● Task goal: Reproduce word for word the lines of the items below that start at the line containing "A teaching note to the class: indicate the blue" and end at the line containing "Target: blue button shirt", including both of those lines and nothing else.

● Task inputs:
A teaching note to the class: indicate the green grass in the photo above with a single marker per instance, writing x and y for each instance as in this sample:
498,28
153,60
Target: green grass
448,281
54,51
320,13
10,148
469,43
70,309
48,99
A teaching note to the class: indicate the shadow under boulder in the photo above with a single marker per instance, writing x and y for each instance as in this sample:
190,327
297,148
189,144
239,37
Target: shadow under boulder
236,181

...

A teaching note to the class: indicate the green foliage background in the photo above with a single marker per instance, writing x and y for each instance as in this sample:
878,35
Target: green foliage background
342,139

* * *

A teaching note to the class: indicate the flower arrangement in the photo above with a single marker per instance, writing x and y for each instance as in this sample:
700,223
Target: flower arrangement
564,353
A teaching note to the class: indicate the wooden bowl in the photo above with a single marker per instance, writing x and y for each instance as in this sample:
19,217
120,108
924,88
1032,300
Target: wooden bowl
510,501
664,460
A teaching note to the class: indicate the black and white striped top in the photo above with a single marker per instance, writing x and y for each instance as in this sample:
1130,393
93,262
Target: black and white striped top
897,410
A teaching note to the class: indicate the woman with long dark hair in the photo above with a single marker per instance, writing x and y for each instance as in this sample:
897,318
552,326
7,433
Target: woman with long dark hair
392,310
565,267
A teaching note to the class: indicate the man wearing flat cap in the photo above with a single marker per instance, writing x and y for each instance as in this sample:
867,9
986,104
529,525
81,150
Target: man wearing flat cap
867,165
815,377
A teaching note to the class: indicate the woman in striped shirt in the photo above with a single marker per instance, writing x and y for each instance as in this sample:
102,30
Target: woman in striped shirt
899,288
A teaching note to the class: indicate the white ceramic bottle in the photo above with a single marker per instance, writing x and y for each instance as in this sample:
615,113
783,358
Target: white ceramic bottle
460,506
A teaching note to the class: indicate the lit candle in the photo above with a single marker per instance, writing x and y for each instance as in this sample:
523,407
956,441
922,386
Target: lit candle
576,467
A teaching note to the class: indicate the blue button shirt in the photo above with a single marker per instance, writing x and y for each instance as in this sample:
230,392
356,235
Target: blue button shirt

● Exercise answer:
A teaching note to the class: indicate the blue button shirt in the photo above with a single marker per instance, writing x and y for each instance as in this sample:
230,392
356,235
Target: blue button shirt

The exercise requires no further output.